____ ENTRIES SUPPLIED

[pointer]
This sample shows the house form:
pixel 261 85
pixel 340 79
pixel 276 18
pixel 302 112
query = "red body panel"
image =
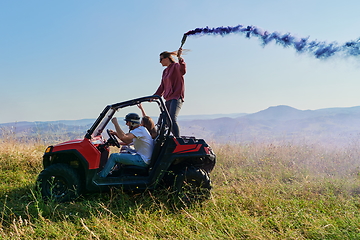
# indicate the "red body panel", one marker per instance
pixel 84 147
pixel 186 148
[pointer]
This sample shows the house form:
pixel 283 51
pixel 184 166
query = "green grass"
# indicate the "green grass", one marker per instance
pixel 260 192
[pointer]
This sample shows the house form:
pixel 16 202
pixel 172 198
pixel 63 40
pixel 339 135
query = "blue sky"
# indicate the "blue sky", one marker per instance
pixel 67 60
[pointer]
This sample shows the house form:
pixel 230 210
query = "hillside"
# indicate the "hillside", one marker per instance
pixel 334 126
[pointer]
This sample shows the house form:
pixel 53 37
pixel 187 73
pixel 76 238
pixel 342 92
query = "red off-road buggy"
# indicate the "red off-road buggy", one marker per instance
pixel 181 164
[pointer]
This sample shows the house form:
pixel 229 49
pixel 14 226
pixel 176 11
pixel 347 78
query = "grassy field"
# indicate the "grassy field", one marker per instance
pixel 261 191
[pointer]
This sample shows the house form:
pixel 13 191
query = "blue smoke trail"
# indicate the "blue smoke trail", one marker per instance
pixel 321 50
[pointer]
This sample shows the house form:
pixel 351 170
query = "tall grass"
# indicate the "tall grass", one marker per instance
pixel 261 191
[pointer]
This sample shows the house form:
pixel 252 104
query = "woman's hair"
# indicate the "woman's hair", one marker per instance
pixel 169 55
pixel 150 125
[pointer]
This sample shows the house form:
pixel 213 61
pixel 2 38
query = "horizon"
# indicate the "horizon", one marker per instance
pixel 68 60
pixel 186 117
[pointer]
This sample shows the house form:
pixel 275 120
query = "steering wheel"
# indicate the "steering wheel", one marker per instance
pixel 113 139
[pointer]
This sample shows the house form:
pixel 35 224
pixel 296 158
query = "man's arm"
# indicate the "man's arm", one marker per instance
pixel 126 138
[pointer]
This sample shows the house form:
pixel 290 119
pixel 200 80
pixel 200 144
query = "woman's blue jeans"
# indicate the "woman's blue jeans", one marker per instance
pixel 173 106
pixel 124 158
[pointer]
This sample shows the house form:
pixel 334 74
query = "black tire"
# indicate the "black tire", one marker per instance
pixel 59 182
pixel 192 184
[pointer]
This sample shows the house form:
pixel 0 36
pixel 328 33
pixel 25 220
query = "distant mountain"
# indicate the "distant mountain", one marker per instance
pixel 330 126
pixel 333 126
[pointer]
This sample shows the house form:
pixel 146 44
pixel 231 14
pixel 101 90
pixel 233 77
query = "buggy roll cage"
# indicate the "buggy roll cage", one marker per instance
pixel 106 115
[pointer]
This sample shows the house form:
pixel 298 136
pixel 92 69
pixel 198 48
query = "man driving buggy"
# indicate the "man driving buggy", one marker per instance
pixel 139 136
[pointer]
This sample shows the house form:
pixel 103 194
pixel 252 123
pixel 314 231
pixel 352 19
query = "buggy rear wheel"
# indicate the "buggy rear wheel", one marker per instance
pixel 59 182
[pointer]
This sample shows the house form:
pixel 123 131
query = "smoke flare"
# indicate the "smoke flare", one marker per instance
pixel 321 50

________

YOUR TASK. Set every entry down again word for word, but not the pictures.

RESPONSE.
[pointer]
This sample shows the house form:
pixel 261 85
pixel 340 79
pixel 276 18
pixel 302 112
query = "red body panel"
image =
# indicate the "red body panel", one marker per instance
pixel 84 147
pixel 186 148
[pointer]
This sample shows the house form:
pixel 283 51
pixel 184 166
query = "green grass"
# indicate the "green grass", one marker per instance
pixel 260 192
[pointer]
This sample shows the house form:
pixel 16 202
pixel 172 198
pixel 63 40
pixel 339 135
query = "blue sky"
# indicate the "blue sky", one marker per instance
pixel 67 60
[pointer]
This sample shows the house form:
pixel 230 210
query = "hillside"
# indicate the "hillside", one marker per instance
pixel 334 126
[pointer]
This sample shows the house form:
pixel 53 37
pixel 187 73
pixel 76 238
pixel 342 92
query = "red off-road buggy"
# indicate the "red off-road buggy", one marker per instance
pixel 181 164
[pointer]
This sample shows the house form:
pixel 229 49
pixel 14 226
pixel 176 11
pixel 347 78
query = "grassy field"
# indicate the "grassy field", one marker per instance
pixel 261 191
[pointer]
This sample shows the house form:
pixel 13 191
query = "blue smoke trail"
# indicate the "blue smoke trail", one marker per instance
pixel 321 50
[pointer]
This sample shows the house form:
pixel 351 170
query = "tall grass"
# indicate the "tall grass", one marker per instance
pixel 261 191
[pointer]
This sample shows the house form:
pixel 252 104
query = "woman's hair"
# indicate the "woman's hair", one marker per instance
pixel 169 55
pixel 150 125
[pointer]
This sample shows the house form:
pixel 213 61
pixel 2 38
query = "horizon"
# indicate the "horizon", one marker per instance
pixel 68 60
pixel 186 117
[pointer]
This sample shows the house form:
pixel 275 120
query = "steering wheel"
# indicate the "steering wheel", one marker per instance
pixel 113 139
[pointer]
This sample shows the house form:
pixel 35 224
pixel 296 158
query = "man's arm"
# indicate the "man's arm", one marker per instance
pixel 126 138
[pointer]
This sample shows the house form:
pixel 290 119
pixel 200 80
pixel 200 144
query = "woman's blue jeans"
# indicate the "woman's blue jeans", one marker per instance
pixel 173 106
pixel 124 158
[pointer]
This sample shows the house form:
pixel 334 74
query = "black tire"
# indicate the "black tire", one marker per instance
pixel 59 182
pixel 192 184
[pointer]
This sample shows the house form:
pixel 0 36
pixel 328 33
pixel 25 220
query = "distant mountain"
# indicate the "distant mountain", one marker per instance
pixel 330 126
pixel 333 126
[pointer]
This sample shows the house form:
pixel 146 44
pixel 231 14
pixel 101 90
pixel 233 77
query = "buggy roll cage"
# indicate the "buggy roll cage", one marker per instance
pixel 106 115
[pointer]
This sample shows the house form:
pixel 298 136
pixel 92 69
pixel 198 48
query = "man driving buggy"
# indicate the "man driving buggy", one marker per instance
pixel 139 136
[pointer]
This sample shows the house form:
pixel 103 194
pixel 252 123
pixel 314 231
pixel 352 19
query = "buggy rear wheel"
# indicate the "buggy rear wheel", one marker per instance
pixel 59 182
[pointer]
This sample shows the house form:
pixel 123 131
query = "smoke flare"
# indicate the "smoke flare", one marker per instance
pixel 321 50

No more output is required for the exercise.